**INPUT DATA:**

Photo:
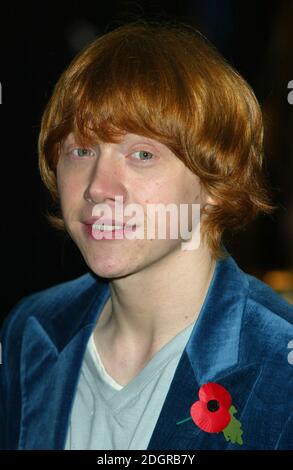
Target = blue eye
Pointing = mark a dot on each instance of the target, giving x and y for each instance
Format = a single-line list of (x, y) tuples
[(82, 152), (143, 155)]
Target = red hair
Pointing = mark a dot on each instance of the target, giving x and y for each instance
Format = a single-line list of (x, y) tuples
[(167, 82)]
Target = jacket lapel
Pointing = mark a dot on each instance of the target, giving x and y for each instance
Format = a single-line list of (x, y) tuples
[(211, 355), (50, 370)]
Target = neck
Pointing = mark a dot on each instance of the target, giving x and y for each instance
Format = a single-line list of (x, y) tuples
[(149, 307)]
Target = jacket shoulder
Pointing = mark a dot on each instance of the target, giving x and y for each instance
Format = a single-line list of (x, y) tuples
[(267, 325), (48, 303)]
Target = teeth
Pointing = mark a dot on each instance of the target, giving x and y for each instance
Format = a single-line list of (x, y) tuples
[(107, 227)]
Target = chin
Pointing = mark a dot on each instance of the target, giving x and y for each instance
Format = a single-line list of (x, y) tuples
[(109, 267)]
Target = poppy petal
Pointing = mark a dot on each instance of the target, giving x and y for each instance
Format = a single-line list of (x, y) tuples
[(207, 420), (213, 391)]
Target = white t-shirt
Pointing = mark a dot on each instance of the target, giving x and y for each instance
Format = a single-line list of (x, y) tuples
[(109, 416)]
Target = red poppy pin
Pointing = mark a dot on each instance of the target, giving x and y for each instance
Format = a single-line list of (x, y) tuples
[(214, 412)]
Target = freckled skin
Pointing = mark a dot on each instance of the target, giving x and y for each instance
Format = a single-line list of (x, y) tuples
[(113, 172)]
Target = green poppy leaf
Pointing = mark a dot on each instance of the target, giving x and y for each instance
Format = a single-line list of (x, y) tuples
[(233, 431)]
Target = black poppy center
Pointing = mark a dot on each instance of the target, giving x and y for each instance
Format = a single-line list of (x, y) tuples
[(213, 405)]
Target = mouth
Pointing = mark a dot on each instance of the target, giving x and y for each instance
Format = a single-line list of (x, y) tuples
[(108, 231)]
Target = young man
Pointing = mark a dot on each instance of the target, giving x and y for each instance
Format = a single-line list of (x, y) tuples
[(161, 345)]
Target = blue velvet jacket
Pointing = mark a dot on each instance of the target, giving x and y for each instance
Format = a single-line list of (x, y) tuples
[(240, 341)]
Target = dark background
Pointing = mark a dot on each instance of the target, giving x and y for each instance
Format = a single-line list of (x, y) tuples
[(38, 40)]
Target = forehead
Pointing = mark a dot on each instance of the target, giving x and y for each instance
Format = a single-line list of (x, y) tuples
[(125, 138)]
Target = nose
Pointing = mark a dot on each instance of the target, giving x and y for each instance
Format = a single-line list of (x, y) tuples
[(106, 179)]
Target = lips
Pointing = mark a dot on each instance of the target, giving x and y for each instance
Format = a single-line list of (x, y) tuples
[(103, 221)]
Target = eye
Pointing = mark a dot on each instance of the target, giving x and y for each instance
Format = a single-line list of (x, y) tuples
[(80, 152), (143, 155)]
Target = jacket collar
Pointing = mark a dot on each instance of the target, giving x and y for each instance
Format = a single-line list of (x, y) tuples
[(50, 367)]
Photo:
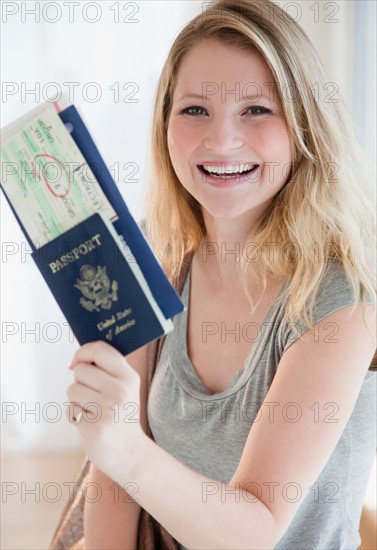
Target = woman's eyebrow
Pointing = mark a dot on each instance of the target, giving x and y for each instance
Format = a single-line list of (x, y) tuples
[(204, 97)]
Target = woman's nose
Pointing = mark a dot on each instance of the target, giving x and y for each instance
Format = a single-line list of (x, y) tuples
[(222, 135)]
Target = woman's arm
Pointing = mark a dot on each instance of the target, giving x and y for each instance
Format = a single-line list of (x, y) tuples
[(111, 515), (200, 512), (111, 522)]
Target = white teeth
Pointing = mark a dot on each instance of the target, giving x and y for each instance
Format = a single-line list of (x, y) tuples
[(228, 169)]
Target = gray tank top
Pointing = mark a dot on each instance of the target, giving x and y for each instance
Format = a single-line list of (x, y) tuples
[(207, 432)]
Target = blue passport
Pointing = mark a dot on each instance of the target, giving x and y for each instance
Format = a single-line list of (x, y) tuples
[(102, 272), (99, 287)]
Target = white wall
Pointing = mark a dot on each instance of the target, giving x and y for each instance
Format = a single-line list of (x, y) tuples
[(109, 54)]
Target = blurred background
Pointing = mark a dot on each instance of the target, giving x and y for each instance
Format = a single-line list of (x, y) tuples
[(106, 58)]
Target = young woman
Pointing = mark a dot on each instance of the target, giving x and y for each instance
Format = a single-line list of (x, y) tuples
[(261, 406)]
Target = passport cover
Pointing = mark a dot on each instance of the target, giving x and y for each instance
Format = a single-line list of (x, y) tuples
[(96, 288), (163, 292)]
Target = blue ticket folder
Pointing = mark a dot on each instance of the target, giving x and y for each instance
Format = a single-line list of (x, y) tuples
[(150, 295), (96, 289), (165, 295)]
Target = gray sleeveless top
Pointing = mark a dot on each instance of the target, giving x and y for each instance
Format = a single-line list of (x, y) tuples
[(207, 432)]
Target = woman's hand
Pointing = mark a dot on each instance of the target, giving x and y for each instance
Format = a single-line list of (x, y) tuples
[(105, 399)]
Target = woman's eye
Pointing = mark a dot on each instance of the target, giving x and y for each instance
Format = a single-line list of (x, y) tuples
[(194, 110), (258, 110)]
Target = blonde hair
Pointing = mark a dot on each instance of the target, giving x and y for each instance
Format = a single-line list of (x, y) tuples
[(325, 209)]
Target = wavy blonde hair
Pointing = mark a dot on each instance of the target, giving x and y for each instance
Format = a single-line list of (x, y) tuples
[(325, 210)]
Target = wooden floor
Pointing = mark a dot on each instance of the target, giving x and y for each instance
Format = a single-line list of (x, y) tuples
[(35, 490)]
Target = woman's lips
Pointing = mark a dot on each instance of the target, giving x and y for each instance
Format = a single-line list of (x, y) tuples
[(228, 179)]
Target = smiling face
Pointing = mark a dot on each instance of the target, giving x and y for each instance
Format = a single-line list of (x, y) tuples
[(227, 137)]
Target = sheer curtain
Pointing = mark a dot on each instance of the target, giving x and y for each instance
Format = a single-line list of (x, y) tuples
[(106, 57)]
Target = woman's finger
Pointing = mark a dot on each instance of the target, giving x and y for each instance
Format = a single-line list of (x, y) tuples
[(92, 377), (103, 356)]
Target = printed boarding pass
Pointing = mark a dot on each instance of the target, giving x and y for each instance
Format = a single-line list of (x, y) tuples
[(46, 178)]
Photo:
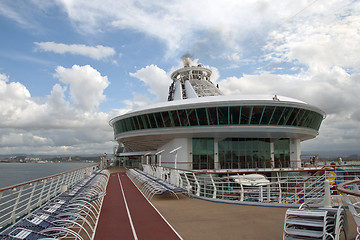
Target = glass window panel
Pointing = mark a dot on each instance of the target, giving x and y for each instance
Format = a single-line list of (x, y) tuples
[(145, 121), (282, 153), (192, 117), (223, 115), (175, 118), (212, 113), (183, 118), (276, 116), (234, 115), (256, 114), (267, 113), (167, 119), (201, 113), (152, 120), (304, 118), (138, 122), (286, 114), (245, 113), (293, 116), (203, 153), (159, 120), (299, 117), (132, 124)]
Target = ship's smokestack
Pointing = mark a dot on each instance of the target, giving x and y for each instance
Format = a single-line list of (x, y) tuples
[(187, 60)]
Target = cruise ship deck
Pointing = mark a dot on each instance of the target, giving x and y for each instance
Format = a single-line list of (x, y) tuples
[(187, 218)]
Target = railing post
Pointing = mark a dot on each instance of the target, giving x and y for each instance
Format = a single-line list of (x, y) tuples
[(49, 189), (13, 214), (28, 207), (327, 197), (41, 193), (198, 185), (213, 182)]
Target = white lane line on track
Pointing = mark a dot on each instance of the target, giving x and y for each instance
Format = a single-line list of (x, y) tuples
[(177, 234), (127, 210)]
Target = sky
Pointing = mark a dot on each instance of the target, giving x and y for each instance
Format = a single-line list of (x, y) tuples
[(68, 66)]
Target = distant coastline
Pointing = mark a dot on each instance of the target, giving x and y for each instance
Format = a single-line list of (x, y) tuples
[(49, 159)]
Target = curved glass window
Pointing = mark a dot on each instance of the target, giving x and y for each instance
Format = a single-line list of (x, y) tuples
[(222, 116)]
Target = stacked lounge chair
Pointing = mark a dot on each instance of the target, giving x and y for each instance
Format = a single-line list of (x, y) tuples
[(150, 185), (71, 215), (320, 223)]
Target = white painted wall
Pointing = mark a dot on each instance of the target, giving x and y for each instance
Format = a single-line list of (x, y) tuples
[(295, 151), (184, 158)]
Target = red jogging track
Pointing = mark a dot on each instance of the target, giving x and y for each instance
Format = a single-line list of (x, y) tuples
[(129, 215)]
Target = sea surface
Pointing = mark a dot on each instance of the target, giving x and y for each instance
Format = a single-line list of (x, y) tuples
[(15, 173)]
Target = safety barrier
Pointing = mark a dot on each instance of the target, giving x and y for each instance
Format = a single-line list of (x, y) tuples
[(260, 186), (150, 185), (19, 200), (71, 215)]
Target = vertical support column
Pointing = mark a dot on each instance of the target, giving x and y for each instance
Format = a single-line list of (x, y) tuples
[(295, 151), (272, 155), (213, 183), (216, 154)]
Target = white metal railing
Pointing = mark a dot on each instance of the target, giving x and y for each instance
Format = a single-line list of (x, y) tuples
[(286, 186), (19, 200)]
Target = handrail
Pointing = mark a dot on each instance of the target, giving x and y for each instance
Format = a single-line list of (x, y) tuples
[(260, 170), (341, 188), (20, 199), (41, 179)]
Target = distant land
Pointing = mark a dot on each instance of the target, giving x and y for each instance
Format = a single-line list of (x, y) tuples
[(332, 154), (24, 158)]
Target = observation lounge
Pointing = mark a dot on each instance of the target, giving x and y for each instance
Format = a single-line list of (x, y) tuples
[(199, 128)]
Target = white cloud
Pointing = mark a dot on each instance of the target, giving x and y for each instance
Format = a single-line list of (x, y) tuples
[(156, 79), (188, 25), (98, 52), (86, 85), (55, 124)]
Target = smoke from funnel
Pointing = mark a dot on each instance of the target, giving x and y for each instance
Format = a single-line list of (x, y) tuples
[(187, 60)]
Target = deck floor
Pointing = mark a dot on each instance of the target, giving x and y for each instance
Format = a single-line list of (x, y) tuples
[(191, 218), (126, 214)]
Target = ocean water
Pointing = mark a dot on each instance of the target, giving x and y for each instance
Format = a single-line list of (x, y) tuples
[(15, 173)]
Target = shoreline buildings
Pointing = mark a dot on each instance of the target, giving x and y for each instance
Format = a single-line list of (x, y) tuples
[(199, 128)]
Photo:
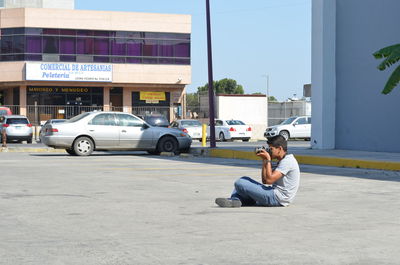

**AIM OF THE TASK:** Please render the part above that opens with the line containing "Target = distant land" and closes with the line containing "[(332, 154), (24, 158)]", both lines included, as a numbered list with any blank lines left out.

**ANSWER TO THE PROBLEM:**
1. Target = distant land
2. Pointing = mark a dot on each instance of the target, giving x and y for each instance
3. Format = a single-line list of (x, y) tuples
4. [(332, 154), (24, 158)]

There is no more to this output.